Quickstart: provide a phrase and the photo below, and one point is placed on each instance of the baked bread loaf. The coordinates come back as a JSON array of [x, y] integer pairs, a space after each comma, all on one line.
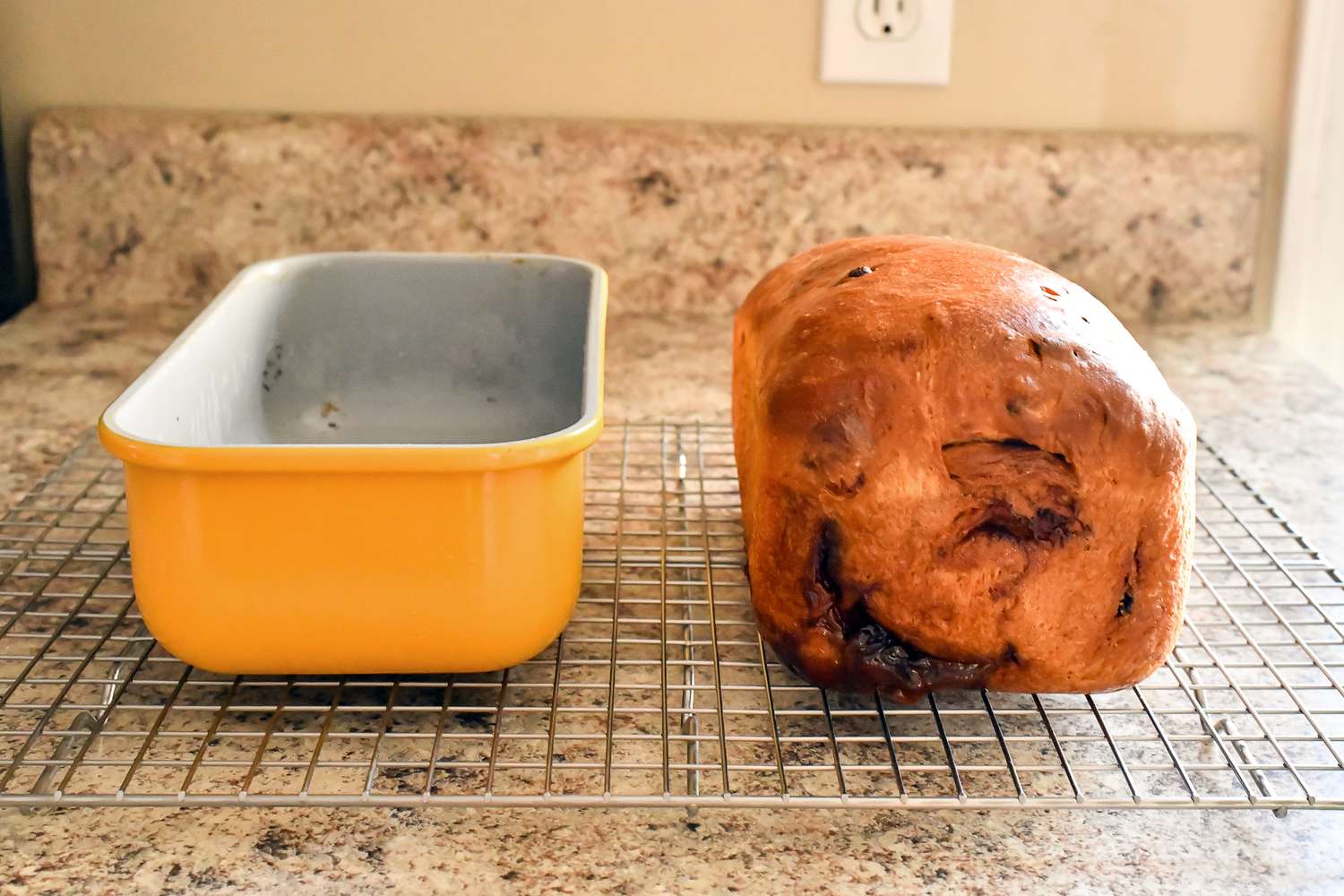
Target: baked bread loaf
[[957, 470]]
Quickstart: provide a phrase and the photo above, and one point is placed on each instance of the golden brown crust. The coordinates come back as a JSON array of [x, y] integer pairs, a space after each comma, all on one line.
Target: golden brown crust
[[957, 469]]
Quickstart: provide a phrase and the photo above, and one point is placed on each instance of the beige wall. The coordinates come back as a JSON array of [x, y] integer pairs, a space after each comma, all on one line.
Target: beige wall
[[1113, 65]]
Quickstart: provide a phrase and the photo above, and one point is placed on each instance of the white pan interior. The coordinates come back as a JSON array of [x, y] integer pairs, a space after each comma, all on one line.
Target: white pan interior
[[378, 349]]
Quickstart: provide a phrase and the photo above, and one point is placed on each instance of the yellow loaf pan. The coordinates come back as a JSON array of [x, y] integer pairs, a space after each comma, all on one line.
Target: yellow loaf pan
[[367, 462]]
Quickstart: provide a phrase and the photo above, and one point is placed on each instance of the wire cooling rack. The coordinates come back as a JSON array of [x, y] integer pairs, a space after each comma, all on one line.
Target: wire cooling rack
[[659, 692]]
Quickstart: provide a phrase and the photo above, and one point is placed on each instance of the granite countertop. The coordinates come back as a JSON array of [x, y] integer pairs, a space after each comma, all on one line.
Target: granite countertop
[[1273, 418]]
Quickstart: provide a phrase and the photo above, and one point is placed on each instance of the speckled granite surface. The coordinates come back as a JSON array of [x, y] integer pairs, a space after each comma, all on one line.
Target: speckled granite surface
[[1271, 417], [136, 209], [140, 218]]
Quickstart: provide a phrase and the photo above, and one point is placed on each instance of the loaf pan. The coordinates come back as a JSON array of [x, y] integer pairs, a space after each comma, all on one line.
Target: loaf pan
[[367, 463]]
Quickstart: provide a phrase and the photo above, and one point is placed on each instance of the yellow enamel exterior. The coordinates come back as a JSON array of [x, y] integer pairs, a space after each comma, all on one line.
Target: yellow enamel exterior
[[358, 559]]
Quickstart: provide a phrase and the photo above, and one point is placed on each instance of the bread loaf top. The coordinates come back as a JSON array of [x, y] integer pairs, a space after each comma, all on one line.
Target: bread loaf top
[[964, 455]]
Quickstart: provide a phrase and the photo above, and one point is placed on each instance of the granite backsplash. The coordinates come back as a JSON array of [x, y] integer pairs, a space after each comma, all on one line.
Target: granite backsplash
[[147, 207]]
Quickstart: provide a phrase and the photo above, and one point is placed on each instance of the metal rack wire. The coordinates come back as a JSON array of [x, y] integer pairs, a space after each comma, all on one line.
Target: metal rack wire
[[659, 692]]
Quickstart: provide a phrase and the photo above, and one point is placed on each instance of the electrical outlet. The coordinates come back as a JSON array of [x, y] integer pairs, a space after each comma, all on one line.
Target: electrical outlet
[[886, 42], [887, 19]]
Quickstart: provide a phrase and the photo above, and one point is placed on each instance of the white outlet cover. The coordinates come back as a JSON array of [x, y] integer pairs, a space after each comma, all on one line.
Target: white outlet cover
[[918, 54]]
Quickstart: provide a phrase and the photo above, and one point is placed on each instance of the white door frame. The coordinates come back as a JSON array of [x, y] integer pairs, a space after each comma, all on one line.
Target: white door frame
[[1308, 309]]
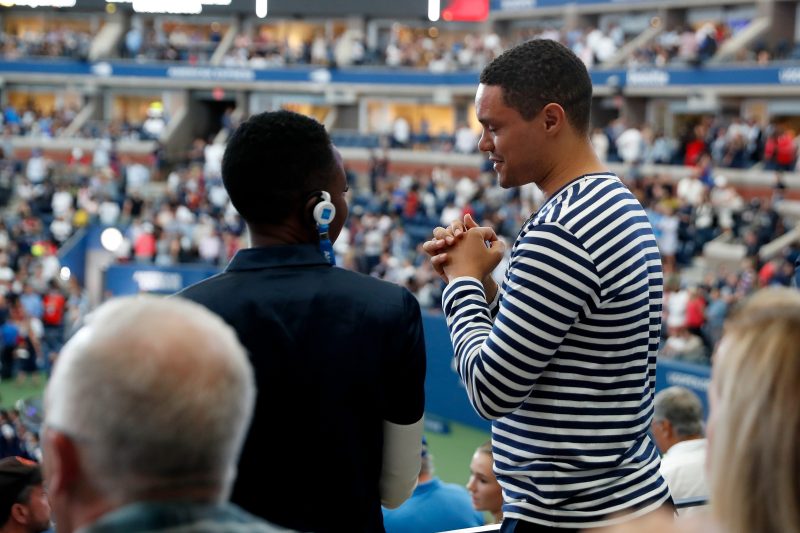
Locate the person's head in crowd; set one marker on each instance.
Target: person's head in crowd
(426, 466)
(678, 416)
(754, 424)
(149, 401)
(483, 486)
(534, 102)
(275, 167)
(24, 507)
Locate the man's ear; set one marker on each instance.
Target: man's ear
(554, 118)
(63, 462)
(20, 513)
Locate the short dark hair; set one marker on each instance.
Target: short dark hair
(538, 72)
(272, 160)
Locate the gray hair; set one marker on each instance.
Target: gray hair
(682, 408)
(157, 395)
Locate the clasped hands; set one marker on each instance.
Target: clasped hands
(465, 249)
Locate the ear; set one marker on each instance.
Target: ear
(63, 464)
(554, 118)
(20, 513)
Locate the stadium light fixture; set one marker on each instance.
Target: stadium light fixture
(111, 239)
(261, 8)
(38, 3)
(434, 8)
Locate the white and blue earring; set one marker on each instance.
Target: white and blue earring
(324, 213)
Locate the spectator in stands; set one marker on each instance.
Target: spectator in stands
(24, 507)
(677, 428)
(752, 430)
(487, 495)
(533, 103)
(340, 356)
(173, 468)
(753, 426)
(434, 506)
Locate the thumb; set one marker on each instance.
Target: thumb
(497, 246)
(469, 222)
(487, 233)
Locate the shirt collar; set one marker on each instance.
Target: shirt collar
(277, 256)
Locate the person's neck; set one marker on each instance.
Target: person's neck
(288, 233)
(571, 160)
(12, 527)
(85, 514)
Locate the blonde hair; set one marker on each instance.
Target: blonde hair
(754, 454)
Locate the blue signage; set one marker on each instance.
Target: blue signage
(516, 5)
(647, 77)
(135, 278)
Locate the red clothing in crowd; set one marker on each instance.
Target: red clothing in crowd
(695, 312)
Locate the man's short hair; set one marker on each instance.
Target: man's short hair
(538, 72)
(17, 477)
(157, 394)
(682, 408)
(272, 161)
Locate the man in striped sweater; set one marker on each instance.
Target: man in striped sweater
(562, 356)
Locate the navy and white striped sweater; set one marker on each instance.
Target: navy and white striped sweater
(564, 360)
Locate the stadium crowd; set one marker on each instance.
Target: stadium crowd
(437, 51)
(190, 220)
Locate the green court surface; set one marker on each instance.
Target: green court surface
(452, 451)
(11, 391)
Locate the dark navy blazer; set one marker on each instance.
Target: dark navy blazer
(335, 354)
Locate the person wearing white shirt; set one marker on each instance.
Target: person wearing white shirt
(677, 428)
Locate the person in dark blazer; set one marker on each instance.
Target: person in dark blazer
(339, 357)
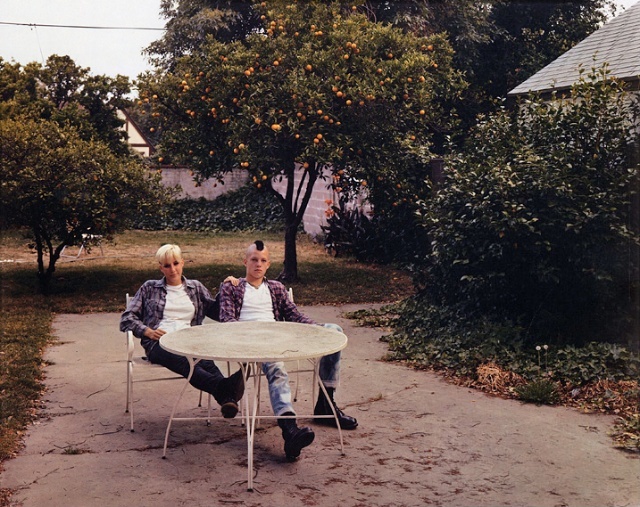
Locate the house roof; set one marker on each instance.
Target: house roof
(617, 43)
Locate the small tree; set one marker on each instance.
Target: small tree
(60, 186)
(531, 225)
(320, 88)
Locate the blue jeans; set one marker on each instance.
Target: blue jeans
(278, 378)
(206, 375)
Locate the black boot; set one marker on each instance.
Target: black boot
(295, 439)
(324, 408)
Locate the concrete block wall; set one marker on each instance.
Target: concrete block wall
(314, 218)
(209, 189)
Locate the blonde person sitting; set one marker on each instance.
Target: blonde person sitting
(175, 302)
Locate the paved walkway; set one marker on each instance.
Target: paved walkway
(420, 442)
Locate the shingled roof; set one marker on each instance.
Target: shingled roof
(616, 43)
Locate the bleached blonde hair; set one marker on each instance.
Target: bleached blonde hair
(168, 252)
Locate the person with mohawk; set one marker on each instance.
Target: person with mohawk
(255, 298)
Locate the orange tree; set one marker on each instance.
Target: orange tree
(58, 186)
(319, 88)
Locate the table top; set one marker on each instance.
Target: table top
(254, 341)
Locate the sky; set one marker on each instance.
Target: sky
(109, 52)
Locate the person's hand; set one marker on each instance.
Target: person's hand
(154, 334)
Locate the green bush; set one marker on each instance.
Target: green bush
(390, 237)
(245, 209)
(530, 226)
(436, 337)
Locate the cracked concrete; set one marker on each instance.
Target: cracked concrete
(421, 441)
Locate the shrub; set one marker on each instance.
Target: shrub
(531, 224)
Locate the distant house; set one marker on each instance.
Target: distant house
(136, 138)
(616, 43)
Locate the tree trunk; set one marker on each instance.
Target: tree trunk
(289, 271)
(295, 203)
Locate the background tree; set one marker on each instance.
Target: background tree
(321, 88)
(67, 94)
(59, 186)
(190, 22)
(500, 43)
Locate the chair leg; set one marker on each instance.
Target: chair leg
(130, 394)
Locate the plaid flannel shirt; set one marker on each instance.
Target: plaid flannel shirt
(147, 306)
(231, 298)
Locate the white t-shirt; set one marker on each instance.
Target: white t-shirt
(178, 310)
(257, 305)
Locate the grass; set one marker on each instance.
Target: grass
(95, 283)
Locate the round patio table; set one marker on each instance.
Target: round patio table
(251, 344)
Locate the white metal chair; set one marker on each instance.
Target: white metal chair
(132, 359)
(302, 370)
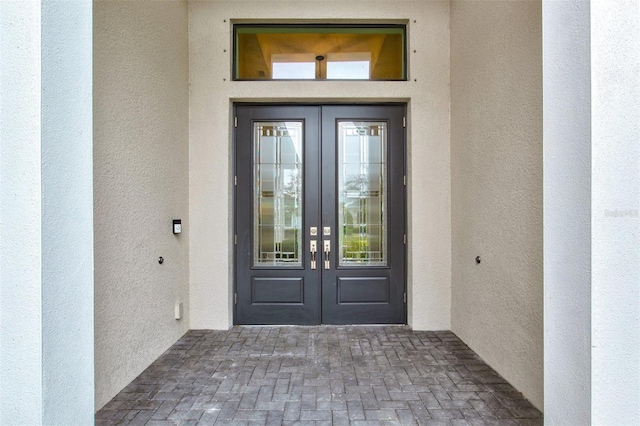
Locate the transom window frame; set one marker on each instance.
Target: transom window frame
(322, 27)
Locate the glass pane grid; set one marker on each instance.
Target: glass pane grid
(277, 194)
(362, 213)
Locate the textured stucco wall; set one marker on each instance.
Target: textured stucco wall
(615, 216)
(496, 169)
(141, 184)
(20, 214)
(67, 213)
(46, 214)
(567, 212)
(211, 97)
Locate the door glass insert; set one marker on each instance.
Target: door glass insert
(277, 177)
(362, 203)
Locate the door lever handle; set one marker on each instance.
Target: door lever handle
(313, 249)
(327, 250)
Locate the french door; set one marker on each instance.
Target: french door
(320, 214)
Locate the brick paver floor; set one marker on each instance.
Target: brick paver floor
(338, 375)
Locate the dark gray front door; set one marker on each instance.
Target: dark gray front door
(320, 214)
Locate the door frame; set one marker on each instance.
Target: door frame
(234, 126)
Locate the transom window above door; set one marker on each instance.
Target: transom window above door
(319, 52)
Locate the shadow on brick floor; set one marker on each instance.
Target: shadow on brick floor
(340, 375)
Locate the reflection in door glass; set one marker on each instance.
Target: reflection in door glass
(277, 177)
(362, 210)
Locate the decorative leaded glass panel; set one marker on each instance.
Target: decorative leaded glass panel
(277, 177)
(362, 211)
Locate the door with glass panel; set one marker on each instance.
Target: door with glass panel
(320, 214)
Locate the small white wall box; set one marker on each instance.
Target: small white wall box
(178, 310)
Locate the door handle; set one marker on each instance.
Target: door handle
(313, 249)
(327, 250)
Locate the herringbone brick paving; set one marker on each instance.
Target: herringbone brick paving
(341, 375)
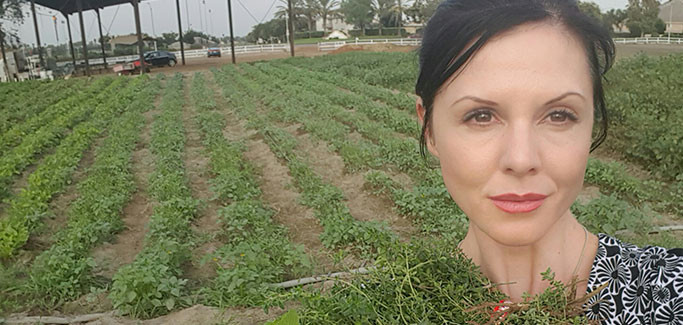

===============

| WORK INSTRUCTIONS |
Reproduce every line from the start of the records through the line containing "[[367, 462]]", both included and requests among them, offsetting each point coordinate in the answers by adding 135. Leave the pictures out of your reply.

| SOLUTION |
Quickstart: provide a phrase and the photo below, and one point is placed on each instance of the baked bread loaf. The coordinates come back as a JSON array of [x, y] integer pairs, a space after each comma, all on one line.
Target: baked bread loaf
[[1092, 605]]
Quickstart: provide a phrase and the photo above, and one point is placed on each instance of the golden brown crust. The coordinates come back as a JSON array of [x, y] integer pairs, a space after each comma, all on one line.
Target: golden brown crust
[[1092, 604]]
Quickstart: provide a phrase and the photo above, and one point is placed on each instance of the beige wall. The coordinates come back as a JSON array of [x, y] integer pairs, a space after each comma, all on one line.
Target: beige wall
[[1248, 200]]
Quickstart: provide a phrase and the photo above, and one point is placed on each instance of the white pan interior. The coordinates come back as a JSON array of [x, y] integer pairs, a space after each comma, all on one line.
Target: white pan interior
[[513, 484]]
Quickstart: provide a phrase and the photo above, and one point is placed on each instance of the yellow loaf pan. The coordinates come back as a JSON array of [x, y] integer pairs, a space after each comma, all on one line.
Target: yellow loaf pan
[[502, 597]]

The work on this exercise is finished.